Exercise details |
Each line of the data below must be reproduced without any change.
==== Material supplied
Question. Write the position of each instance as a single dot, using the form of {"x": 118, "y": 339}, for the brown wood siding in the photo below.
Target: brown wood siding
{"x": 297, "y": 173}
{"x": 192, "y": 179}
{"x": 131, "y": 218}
========
Result of this exercise |
Question. Write the position of each instance as a single dot, using the form of {"x": 118, "y": 339}, for the brown wood siding in the photo below.
Target: brown wood siding
{"x": 297, "y": 173}
{"x": 192, "y": 179}
{"x": 131, "y": 218}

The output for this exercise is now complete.